Activity –
Would you copy the lines below exactly and omit the images?

Material supplied –
▬▬▬▬▬▬
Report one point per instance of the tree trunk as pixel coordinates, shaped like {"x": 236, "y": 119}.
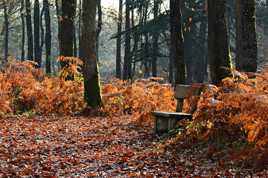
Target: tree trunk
{"x": 47, "y": 35}
{"x": 68, "y": 10}
{"x": 88, "y": 54}
{"x": 177, "y": 49}
{"x": 37, "y": 48}
{"x": 79, "y": 24}
{"x": 29, "y": 29}
{"x": 155, "y": 40}
{"x": 202, "y": 61}
{"x": 246, "y": 40}
{"x": 218, "y": 48}
{"x": 6, "y": 23}
{"x": 58, "y": 13}
{"x": 22, "y": 30}
{"x": 99, "y": 27}
{"x": 127, "y": 57}
{"x": 118, "y": 41}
▬▬▬▬▬▬
Final answer –
Report one point per instance of the tree trunk as pixel coordinates, shaped like {"x": 236, "y": 119}.
Target: tree trunk
{"x": 47, "y": 35}
{"x": 68, "y": 10}
{"x": 88, "y": 54}
{"x": 177, "y": 49}
{"x": 37, "y": 48}
{"x": 79, "y": 24}
{"x": 29, "y": 29}
{"x": 155, "y": 40}
{"x": 202, "y": 61}
{"x": 246, "y": 40}
{"x": 218, "y": 48}
{"x": 6, "y": 23}
{"x": 58, "y": 13}
{"x": 22, "y": 30}
{"x": 99, "y": 27}
{"x": 127, "y": 57}
{"x": 118, "y": 41}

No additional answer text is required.